DESCRIPTION OF THE TASK -
Your task is to retype all of the records below with complete accuracy.

•••••

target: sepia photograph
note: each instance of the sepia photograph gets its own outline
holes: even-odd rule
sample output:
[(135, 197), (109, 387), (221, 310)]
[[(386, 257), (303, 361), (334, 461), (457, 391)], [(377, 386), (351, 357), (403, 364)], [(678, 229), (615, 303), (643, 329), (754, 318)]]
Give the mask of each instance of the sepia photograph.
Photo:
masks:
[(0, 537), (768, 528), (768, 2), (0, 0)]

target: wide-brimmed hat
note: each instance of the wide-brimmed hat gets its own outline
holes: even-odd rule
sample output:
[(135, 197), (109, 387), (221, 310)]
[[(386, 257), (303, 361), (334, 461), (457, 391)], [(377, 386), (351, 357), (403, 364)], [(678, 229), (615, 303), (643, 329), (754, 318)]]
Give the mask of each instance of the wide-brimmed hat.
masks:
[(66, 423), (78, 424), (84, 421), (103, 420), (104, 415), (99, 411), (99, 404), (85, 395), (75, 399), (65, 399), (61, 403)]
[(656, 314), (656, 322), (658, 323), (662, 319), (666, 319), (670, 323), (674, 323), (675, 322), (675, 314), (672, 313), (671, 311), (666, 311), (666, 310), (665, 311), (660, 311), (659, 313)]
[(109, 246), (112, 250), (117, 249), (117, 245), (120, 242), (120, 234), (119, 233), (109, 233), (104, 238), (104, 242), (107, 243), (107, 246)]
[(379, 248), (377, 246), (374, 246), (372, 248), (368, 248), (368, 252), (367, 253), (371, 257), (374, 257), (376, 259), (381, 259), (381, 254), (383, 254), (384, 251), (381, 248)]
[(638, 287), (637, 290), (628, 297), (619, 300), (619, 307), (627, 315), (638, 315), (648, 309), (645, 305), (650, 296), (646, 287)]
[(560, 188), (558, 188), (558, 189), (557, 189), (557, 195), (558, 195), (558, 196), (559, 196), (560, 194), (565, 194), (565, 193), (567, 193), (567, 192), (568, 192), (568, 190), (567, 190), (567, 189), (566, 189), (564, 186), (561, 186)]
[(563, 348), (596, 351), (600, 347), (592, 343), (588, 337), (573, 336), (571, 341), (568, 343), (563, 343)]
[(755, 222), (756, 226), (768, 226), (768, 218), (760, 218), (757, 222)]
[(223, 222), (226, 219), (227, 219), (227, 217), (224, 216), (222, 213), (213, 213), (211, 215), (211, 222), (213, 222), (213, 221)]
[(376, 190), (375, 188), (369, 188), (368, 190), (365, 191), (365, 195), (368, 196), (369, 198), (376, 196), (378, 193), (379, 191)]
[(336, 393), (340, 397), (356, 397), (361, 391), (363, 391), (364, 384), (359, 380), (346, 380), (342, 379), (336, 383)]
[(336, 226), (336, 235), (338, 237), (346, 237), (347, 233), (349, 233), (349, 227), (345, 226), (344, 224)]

•••••

ANSWER -
target: sepia photograph
note: each instance of the sepia photograph gets its own outline
holes: even-odd rule
sample output:
[(135, 197), (109, 387), (221, 310)]
[[(386, 257), (303, 361), (334, 461), (457, 391)], [(377, 386), (351, 357), (403, 364)], [(678, 229), (615, 303), (643, 329), (754, 318)]]
Give the mask of each instance of the sepia photograph.
Photo:
masks:
[(0, 537), (768, 528), (768, 2), (0, 0)]

target: wide-brimmed hat
note: each instance of the wide-brimmed hat gets its own outline
holes: even-odd rule
sample output:
[(135, 197), (109, 387), (221, 310)]
[[(386, 257), (303, 361), (334, 461), (457, 391)], [(377, 386), (351, 357), (403, 364)], [(678, 229), (615, 303), (643, 329), (754, 318)]]
Give the mask of each instance of the wide-brimmed hat.
masks:
[(66, 423), (78, 424), (84, 421), (103, 420), (104, 415), (99, 411), (99, 404), (85, 395), (75, 399), (65, 399), (61, 403)]
[(656, 314), (656, 322), (658, 323), (662, 319), (666, 319), (670, 323), (674, 323), (675, 322), (675, 314), (672, 313), (671, 311), (666, 311), (666, 310), (665, 311), (660, 311), (659, 313)]
[(109, 246), (112, 250), (117, 249), (117, 245), (120, 242), (120, 234), (119, 233), (109, 233), (104, 238), (104, 242), (107, 243), (107, 246)]
[(379, 248), (377, 246), (374, 246), (372, 248), (368, 248), (368, 252), (367, 253), (371, 257), (374, 257), (376, 259), (381, 259), (381, 254), (383, 254), (384, 251), (381, 248)]
[(638, 287), (637, 290), (628, 297), (619, 300), (619, 307), (627, 315), (638, 315), (648, 309), (645, 305), (650, 296), (646, 287)]
[(560, 188), (558, 188), (558, 189), (557, 189), (557, 195), (558, 195), (558, 196), (559, 196), (560, 194), (565, 194), (565, 193), (567, 193), (567, 192), (568, 192), (568, 190), (567, 190), (567, 189), (566, 189), (564, 186), (561, 186)]
[(563, 348), (596, 351), (600, 347), (592, 343), (588, 337), (573, 336), (571, 341), (568, 343), (563, 343)]
[(755, 222), (756, 226), (768, 226), (768, 218), (760, 218), (757, 222)]
[(223, 222), (226, 219), (227, 219), (227, 217), (224, 216), (222, 213), (213, 213), (211, 215), (211, 222), (213, 222), (213, 221)]
[(376, 190), (375, 188), (369, 188), (368, 190), (365, 191), (365, 195), (368, 196), (369, 198), (376, 196), (378, 193), (379, 191)]
[(336, 393), (340, 397), (356, 397), (361, 391), (363, 391), (364, 384), (359, 380), (346, 380), (342, 379), (336, 383)]
[(336, 226), (336, 235), (338, 237), (346, 237), (347, 233), (349, 233), (349, 227), (345, 226), (344, 224)]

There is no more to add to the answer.